Text for analysis
◇ ◇ ◇ ◇ ◇

Before we can go into details of multiparty computation, we need to define an important primitive. Oblivious Transfer is
a cryptographic protocol between two parties that enables one party, the \emph{Sender}, to share one of two values to
the other party, the \emph{Receiver}. The Receiver can choose which of the two values it wants to receive by inputting a
choice bit $b$ into the protocol. After the protocol has been executed, the Receiver learns \emph{only} its chosen
value, and learns nothing about the other input value that the Sender provided. Meanwhile, the Sender learns nothing
about the choice bit $b$ of the receiver.

\subsubsection{OT extensions}

Oblivious Transfer is a public-key primitive, requiring asymmetric cryptographic operations. For this reason, ``raw''
Oblivious Transfer is not particularly fast. In practice, this issue is solved by applying a technique called Oblivious
Transfer Extensions (OTe)\cite{ishaiExtendingObliviousTransfers2003}. Using OTe, a fixed, small number of public-key
base Oblivious Transfer instances can be extended into an arbitrarily large number of Oblivious Transfer instances using
only invocations of a pseudo-random function (PRF) such as a cryptographic hash function.

◇ ◇ ◇ ◇ ◇

Source data
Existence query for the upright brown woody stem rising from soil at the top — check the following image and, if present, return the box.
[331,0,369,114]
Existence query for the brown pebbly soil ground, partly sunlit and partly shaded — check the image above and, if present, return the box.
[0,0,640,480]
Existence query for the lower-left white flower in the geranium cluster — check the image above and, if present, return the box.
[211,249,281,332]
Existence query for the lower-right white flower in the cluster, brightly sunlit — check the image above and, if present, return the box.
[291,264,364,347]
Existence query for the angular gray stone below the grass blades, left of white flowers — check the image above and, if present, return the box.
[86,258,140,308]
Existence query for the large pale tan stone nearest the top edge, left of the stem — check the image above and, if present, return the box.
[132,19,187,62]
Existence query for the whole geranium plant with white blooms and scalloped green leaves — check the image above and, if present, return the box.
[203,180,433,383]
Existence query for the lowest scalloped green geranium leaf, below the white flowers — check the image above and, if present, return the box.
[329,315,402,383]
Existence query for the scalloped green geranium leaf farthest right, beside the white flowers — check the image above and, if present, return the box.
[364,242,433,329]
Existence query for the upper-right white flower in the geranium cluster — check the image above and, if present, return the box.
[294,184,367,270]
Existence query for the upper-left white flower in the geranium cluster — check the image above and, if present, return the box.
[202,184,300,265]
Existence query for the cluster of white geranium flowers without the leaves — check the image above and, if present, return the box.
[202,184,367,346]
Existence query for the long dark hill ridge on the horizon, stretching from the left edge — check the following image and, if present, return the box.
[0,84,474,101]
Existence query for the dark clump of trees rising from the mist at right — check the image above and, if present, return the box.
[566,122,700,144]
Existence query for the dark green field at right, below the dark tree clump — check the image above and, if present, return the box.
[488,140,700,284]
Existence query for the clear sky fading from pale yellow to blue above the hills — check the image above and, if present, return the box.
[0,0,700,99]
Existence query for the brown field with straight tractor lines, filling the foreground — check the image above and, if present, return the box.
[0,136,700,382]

◇ ◇ ◇ ◇ ◇

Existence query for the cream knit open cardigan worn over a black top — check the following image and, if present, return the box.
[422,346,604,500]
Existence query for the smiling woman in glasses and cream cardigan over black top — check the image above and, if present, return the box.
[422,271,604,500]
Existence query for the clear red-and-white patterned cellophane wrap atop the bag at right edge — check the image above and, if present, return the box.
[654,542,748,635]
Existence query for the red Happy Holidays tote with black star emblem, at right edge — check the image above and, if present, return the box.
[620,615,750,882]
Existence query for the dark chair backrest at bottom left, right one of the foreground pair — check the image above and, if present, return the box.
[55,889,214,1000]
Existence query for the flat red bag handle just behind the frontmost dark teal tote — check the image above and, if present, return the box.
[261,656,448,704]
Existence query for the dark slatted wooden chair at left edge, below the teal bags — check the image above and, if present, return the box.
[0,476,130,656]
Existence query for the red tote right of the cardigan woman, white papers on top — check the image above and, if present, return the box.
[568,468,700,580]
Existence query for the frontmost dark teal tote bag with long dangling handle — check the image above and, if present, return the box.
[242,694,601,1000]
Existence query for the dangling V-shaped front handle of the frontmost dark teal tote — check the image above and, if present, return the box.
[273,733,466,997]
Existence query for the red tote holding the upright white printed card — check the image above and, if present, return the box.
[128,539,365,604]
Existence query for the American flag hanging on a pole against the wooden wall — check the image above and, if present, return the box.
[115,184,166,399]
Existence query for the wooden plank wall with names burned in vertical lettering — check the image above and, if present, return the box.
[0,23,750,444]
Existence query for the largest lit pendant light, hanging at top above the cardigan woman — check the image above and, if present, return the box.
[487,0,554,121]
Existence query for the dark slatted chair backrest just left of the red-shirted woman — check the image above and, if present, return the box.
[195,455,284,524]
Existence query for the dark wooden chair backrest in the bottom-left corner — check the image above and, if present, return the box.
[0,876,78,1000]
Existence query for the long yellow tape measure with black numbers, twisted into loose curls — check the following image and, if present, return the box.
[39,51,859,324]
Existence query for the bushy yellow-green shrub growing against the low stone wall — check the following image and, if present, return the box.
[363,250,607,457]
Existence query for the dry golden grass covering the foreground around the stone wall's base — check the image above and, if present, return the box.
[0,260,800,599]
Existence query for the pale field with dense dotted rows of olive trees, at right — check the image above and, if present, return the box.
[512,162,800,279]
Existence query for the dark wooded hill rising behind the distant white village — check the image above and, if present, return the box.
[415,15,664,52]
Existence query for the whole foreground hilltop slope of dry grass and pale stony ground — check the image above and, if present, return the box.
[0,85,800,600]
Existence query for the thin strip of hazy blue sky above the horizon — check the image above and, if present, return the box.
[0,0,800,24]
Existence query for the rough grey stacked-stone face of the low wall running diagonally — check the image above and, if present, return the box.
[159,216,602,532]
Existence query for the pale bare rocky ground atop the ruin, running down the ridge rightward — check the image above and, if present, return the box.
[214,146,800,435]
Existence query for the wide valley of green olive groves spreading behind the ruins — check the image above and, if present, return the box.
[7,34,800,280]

◇ ◇ ◇ ◇ ◇

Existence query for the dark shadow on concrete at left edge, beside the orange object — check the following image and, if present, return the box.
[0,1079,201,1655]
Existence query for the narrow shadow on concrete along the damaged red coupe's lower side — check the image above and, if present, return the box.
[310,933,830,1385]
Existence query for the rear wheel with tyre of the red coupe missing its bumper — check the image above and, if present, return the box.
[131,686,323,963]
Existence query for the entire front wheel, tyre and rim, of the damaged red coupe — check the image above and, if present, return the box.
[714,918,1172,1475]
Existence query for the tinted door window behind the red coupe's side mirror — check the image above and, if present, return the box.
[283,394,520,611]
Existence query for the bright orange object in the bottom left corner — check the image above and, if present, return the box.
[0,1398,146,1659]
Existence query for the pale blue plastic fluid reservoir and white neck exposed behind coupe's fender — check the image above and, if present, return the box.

◇ ◇ ◇ ◇ ◇

Your tasks
- A) According to the passage on oblivious transfer, what technique is used in practice to make oblivious transfer fast?
- B) Carry on the passage on oblivious transfer, picking up right after its last sentence.

Outputs by task
- A) Oblivious Transfer Extensions (OTe).

- B)
\subsection{Boolean MPC with Yao's Garbled Circuits}
% Yao's Garbled Circuits
Yao's Garbled Circuits (GC) protocol is one of the oldest Multiparty Computation protocols, dating back to the 1980ies.
In Yao's GC, two parties jointly compute a function that is represented as a circuit of binary logic gates by evaluating
the circuit gate by gate. In Yao's GC, one party, generator, creates a random \emph{garbled} representation of the
circuit and sends it to the other party, the evaluator, who computes its output. The core idea in Yao's GC is that every
wire $w_i$ in the circuit is assigned two random cryptographic secret keys $w_i^b$, called wire labels, one $w_i^0$ for
the logical value $0$ and one $w_i^1$ for the value $1$. The mapping from logic values to these keys is assigned
randomly by the generator, and unknown to the evaluator~\cite{
    yaoHowGenerateExchange1986,
    beaverComplexitySecureProtocols1990,
    evansPragmaticIntroductionSecure
}.

Gates are represented in Yao's GC as truth tables with one row for every combination of input wire values. Each row of
these truth tables contains the output wire label (i.e. secret key) corresponding to the gate's logical output value for
the row's combination of input values. The output wire label in each row is encrypted with \emph{both} input wire labels
corresponding to this row as keys.

The generator must indicate to the evaluator which row of a gate's truth table to decrypt, while also avoiding leaking
the logical value of the output wire to the evaluator. This is commonly done in a technique called
\emph{point-and-permute} where a random pointer bit $p_i^b$ is appended to each wire $w_i^b$ label such that $p_i^b =
\neg p_i^{\neg b}$. The rows in the gate's truth table are ordered according to the combination of the two input wire
labels' pointer bits. When the evaluator obtains the two input wire labels, they obtain their pointer bits, which
combined are the index of the row to decrypt in the following gate's truth table.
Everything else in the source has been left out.